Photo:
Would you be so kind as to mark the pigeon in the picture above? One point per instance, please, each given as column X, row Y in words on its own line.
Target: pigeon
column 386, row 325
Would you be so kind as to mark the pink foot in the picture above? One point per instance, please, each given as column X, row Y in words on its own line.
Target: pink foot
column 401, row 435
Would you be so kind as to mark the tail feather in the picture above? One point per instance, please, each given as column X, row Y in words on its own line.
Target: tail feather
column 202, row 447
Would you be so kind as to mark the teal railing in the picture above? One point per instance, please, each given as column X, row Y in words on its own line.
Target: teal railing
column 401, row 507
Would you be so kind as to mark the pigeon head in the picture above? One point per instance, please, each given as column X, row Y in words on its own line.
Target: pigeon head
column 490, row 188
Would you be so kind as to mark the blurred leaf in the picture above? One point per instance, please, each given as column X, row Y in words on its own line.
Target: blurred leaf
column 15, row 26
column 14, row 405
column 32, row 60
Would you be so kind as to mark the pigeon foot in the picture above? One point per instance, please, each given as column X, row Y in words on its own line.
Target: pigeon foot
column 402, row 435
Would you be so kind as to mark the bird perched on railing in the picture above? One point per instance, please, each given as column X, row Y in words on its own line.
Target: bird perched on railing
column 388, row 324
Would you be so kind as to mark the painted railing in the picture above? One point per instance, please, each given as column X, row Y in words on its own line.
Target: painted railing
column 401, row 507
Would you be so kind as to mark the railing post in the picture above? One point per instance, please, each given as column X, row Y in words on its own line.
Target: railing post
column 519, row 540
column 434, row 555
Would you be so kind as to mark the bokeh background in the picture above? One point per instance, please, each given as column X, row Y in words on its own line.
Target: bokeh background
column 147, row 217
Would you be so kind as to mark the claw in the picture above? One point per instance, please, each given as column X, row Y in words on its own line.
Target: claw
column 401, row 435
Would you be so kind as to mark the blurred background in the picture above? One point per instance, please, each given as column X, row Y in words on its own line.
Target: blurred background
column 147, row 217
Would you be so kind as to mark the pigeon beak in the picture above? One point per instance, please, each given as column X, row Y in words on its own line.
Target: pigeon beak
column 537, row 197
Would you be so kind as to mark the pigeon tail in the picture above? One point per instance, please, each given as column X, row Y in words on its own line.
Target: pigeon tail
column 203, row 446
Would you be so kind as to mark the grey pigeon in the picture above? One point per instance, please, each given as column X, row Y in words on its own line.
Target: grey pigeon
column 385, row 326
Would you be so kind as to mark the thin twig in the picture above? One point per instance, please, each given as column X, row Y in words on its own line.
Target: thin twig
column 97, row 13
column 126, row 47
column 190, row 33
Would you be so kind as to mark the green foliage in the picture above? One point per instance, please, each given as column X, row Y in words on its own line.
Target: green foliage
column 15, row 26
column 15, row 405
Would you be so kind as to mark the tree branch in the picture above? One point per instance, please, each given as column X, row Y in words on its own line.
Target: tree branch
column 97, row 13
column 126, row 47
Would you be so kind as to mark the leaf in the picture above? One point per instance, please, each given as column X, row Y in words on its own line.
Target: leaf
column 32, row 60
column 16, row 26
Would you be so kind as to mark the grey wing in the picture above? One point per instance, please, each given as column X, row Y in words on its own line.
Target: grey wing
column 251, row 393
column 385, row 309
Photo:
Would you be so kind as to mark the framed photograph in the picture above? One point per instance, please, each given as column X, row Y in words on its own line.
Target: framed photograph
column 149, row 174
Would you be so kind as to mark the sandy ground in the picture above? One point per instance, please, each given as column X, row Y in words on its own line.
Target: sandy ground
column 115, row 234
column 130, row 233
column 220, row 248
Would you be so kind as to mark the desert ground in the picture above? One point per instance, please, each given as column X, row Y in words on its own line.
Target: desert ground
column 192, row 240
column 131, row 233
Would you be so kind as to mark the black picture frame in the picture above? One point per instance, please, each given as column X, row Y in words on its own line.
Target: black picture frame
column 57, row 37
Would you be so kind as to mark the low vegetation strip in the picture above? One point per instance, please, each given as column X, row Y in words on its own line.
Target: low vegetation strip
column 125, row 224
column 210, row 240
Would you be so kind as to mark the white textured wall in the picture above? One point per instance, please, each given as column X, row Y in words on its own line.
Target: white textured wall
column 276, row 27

.....

> Your objective: Repeat every item above word for word, in the same order and with the same line breaks.

> Written reply:
Photo:
Would you be so kind as to mark the pigeon in the picture above? One point per instance, please, each given as column X, row Y in words on its own line.
Target: pigeon
column 386, row 325
Would you be so kind as to mark the pink foot in the picture above? One point per instance, please, each given as column X, row Y in words on its own line.
Target: pink foot
column 401, row 435
Would you be so kind as to mark the tail feather in the picture above? One point per instance, please, each given as column X, row Y in words on its own line.
Target: tail feather
column 202, row 447
Would you be so kind as to mark the teal railing in the picture above? One point per instance, please, each given as column X, row Y in words on its own line.
Target: teal railing
column 401, row 507
Would you be so kind as to mark the pigeon head in the picture above? One point per instance, please, each given as column X, row Y in words on its own line.
Target: pigeon head
column 490, row 188
Would you be so kind as to mark the blurred leaf in the picture above? One point per instance, please, each given as column X, row Y in words on its own line.
Target: blurred leaf
column 15, row 26
column 14, row 405
column 32, row 60
Would you be so kind as to mark the pigeon foot in the picture above? One point per instance, please, each given as column X, row Y in words on its own line.
Target: pigeon foot
column 402, row 435
Would you be so kind as to mark the bird perched on railing in the picture above? One point per instance, please, each given as column X, row Y in words on its own line.
Target: bird perched on railing
column 388, row 324
Would you be so kind as to mark the painted railing in the picture above? One point per instance, please, each given as column X, row Y in words on its own line.
Target: painted railing
column 401, row 507
Would you be so kind as to mark the railing post in the picture above? One point per instance, please, each given as column X, row Y in words on its own line.
Target: railing post
column 519, row 540
column 434, row 555
Would you be so kind as to mark the bokeh background in the picture above? One point per instance, please, each given as column X, row Y in words on its own line.
Target: bokeh background
column 147, row 217
Would you be so kind as to mark the claw in the picture above? One point per instance, please, each given as column X, row Y in words on its own line.
Target: claw
column 401, row 435
Would you be so kind as to mark the blurred background in the picture above? One point per instance, please, each given as column X, row Y in words on its own line.
Target: blurred background
column 147, row 217
Would you be so kind as to mark the pigeon beak in the picture above? One point per instance, please, each given as column X, row Y in words on its own line.
Target: pigeon beak
column 537, row 197
Would you be so kind as to mark the pigeon tail in the picture above? One point per instance, please, each given as column X, row Y in words on its own line.
Target: pigeon tail
column 203, row 446
Would you be so kind as to mark the grey pigeon in the picture above? One point per instance, please, each given as column X, row Y in words on its own line.
Target: grey pigeon
column 385, row 326
Would you be so kind as to mark the thin twig in the picture above? One point per instance, please, each given as column X, row Y in words on its own line.
Target: thin twig
column 97, row 13
column 126, row 47
column 190, row 33
Would you be so kind as to mark the green foliage in the picture above? One point per instance, please, each given as column X, row Y in words on its own line.
Target: green foliage
column 15, row 26
column 15, row 405
Would you be so kind as to mark the tree branch in the picture above? One point per instance, please, each given as column X, row Y in words on its own line.
Target: tree branch
column 97, row 13
column 126, row 47
Would you be so kind as to mark the leaf in the picture above? One point per instance, please, each given as column X, row Y in words on its own line.
Target: leaf
column 32, row 60
column 16, row 26
Would you be so kind as to mark the grey wing in the picture above? One point per instance, please, each given as column X, row Y in words on its own line.
Target: grey wing
column 251, row 393
column 385, row 309
Photo:
Would you be so kind as to mark the framed photograph in the picture above? One point per instance, please, each given as column X, row Y in words on its own line.
Target: framed photograph
column 149, row 174
Would you be so kind as to mark the sandy ground in the picture above? One point per instance, please, each given as column X, row Y in words on its own line.
Target: sandy ground
column 115, row 234
column 130, row 233
column 220, row 248
Would you be so kind as to mark the desert ground in the picture above? One point per instance, please, each given as column X, row Y in words on its own line.
Target: desert ground
column 192, row 240
column 131, row 233
Would you be so kind as to mark the black picture frame in the picture above? One point per instance, please, each given as column X, row Y in words on its own line.
Target: black picture frame
column 57, row 37
Would you be so kind as to mark the low vegetation strip in the picture above? One point per instance, please, each given as column X, row Y in words on its own line.
Target: low vegetation strip
column 125, row 224
column 210, row 240
Would you be so kind as to mark the white textured wall in the picture above? One point per instance, please, each given as column X, row Y in words on its own line.
Target: white textured wall
column 276, row 27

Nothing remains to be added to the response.